Lungo braccio di ferro tra Procura e difese, ieri, davanti al Tribunale del Riesame. L’inchiesta è quella della pubblico ministero Elisabetta Spigarelli che accusa 46 persone di un giro di false fatturazioni che avrebbero alimentato dieci anni di frodi fiscali ai danni dello Stato per 25 milioni di euro sottratti all’Erario. Per dieci degli indagati, la pm aveva chiesto l’arresto, che però il giudice per le indagini preliminari Luca Marini non aveva ritenuto di concedere, a fronte di reati fiscali contestati a persone sinora incensurate.

Punto, questo, impugnato in appello dalla pubblico ministero Spigarelli: a decidere se sottoporre a misura cautelare o meno alcuni d egli indagati è chiamato, così, il Tribunale del riesame presieduto da Licia Marino, che ieri sera non aveva ancora sciolto la propria riserva.

[Voci di annotazione delle regioni]

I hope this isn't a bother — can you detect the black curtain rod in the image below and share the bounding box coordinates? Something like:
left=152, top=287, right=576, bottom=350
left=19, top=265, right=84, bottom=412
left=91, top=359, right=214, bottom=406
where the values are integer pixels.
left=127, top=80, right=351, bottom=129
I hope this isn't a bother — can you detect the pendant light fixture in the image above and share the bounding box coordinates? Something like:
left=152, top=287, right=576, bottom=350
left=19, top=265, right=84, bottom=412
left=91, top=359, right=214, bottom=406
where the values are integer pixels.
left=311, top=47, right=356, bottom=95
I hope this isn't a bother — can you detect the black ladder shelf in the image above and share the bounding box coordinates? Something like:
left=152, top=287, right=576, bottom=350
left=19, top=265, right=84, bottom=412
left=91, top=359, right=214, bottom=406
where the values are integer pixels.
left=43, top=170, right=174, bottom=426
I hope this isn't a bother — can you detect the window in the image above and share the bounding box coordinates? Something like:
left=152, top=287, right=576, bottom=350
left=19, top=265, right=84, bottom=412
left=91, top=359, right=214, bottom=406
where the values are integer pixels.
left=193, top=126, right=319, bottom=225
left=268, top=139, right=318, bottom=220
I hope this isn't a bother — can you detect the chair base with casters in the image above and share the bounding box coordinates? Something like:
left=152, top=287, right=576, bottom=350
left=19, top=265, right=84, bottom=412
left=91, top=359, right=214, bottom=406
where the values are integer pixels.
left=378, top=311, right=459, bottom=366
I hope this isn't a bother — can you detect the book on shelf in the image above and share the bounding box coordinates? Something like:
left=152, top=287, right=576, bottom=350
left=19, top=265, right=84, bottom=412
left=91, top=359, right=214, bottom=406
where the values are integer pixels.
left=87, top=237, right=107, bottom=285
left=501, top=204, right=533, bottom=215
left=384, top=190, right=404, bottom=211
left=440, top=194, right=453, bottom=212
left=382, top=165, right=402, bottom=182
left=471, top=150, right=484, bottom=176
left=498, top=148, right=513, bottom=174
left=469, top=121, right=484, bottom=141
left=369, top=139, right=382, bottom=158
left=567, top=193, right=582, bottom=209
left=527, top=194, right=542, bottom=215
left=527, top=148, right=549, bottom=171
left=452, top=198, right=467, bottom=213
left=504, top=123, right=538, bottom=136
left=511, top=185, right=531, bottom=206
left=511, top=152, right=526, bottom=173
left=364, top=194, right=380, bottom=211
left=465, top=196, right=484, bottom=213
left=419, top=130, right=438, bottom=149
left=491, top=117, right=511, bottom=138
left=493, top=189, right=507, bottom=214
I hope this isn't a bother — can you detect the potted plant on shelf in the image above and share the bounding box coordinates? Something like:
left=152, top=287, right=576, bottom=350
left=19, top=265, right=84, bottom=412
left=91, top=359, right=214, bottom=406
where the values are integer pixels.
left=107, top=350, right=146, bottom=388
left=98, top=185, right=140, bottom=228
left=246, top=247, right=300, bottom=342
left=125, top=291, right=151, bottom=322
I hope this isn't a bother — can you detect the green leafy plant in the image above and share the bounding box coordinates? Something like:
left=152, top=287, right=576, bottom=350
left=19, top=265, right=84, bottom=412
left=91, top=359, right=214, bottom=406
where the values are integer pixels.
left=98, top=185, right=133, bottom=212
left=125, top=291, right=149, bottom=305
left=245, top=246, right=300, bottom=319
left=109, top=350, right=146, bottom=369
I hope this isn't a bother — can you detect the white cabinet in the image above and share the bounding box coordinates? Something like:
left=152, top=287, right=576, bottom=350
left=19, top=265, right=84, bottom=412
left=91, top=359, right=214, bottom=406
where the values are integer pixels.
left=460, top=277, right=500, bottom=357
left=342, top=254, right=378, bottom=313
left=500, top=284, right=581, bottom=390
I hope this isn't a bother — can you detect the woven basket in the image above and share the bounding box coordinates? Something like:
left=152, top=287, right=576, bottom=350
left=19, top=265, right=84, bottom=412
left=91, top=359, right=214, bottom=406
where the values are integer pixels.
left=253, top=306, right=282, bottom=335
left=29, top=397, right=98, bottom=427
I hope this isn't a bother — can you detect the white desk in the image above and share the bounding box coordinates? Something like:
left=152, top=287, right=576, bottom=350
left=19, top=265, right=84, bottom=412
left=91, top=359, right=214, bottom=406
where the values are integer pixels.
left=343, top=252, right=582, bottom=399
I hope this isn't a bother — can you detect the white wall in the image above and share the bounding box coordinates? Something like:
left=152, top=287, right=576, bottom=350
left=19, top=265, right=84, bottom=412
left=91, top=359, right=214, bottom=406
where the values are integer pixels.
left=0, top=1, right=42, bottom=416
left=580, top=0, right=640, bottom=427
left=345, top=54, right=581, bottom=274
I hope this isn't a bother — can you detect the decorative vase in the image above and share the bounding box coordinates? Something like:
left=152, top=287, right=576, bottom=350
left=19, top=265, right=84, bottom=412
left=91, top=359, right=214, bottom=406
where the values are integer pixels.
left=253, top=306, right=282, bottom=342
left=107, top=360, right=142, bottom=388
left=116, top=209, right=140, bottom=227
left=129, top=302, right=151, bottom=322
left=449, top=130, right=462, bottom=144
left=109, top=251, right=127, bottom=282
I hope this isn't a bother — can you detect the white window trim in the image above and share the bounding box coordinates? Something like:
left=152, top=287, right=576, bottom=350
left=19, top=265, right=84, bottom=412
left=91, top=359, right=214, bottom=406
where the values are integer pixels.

### Consegna 1
Rispondi a queste domande sull'articolo dedicato all'inchiesta per false fatturazioni.
(a) Quante persone accusa l'inchiesta della pm Elisabetta Spigarelli?
(b) Quale giudice per le indagini preliminari non aveva concesso l'arresto?
(c) Chi presiede il Tribunale del riesame?
### Consegna 2
Stampa senza modifiche le righe dell'elenco a partire da quella che contiene "detect the woven" fino a quella che contiene "left=343, top=252, right=582, bottom=399", entrambe comprese.

### Risultato 1
(a) 46 persone.
(b) Luca Marini.
(c) Licia Marino.

### Risultato 2
I hope this isn't a bother — can you detect the woven basket in the image above and share the bounding box coordinates? Something like:
left=152, top=287, right=576, bottom=350
left=19, top=265, right=84, bottom=412
left=91, top=359, right=214, bottom=406
where the values are integer pixels.
left=253, top=306, right=282, bottom=335
left=29, top=397, right=98, bottom=427
I hope this isn't a bother — can you detect the white desk in the image above and share the bounding box coordinates? Something like:
left=152, top=287, right=576, bottom=350
left=19, top=265, right=84, bottom=412
left=91, top=359, right=214, bottom=406
where the values are integer pixels.
left=343, top=252, right=582, bottom=399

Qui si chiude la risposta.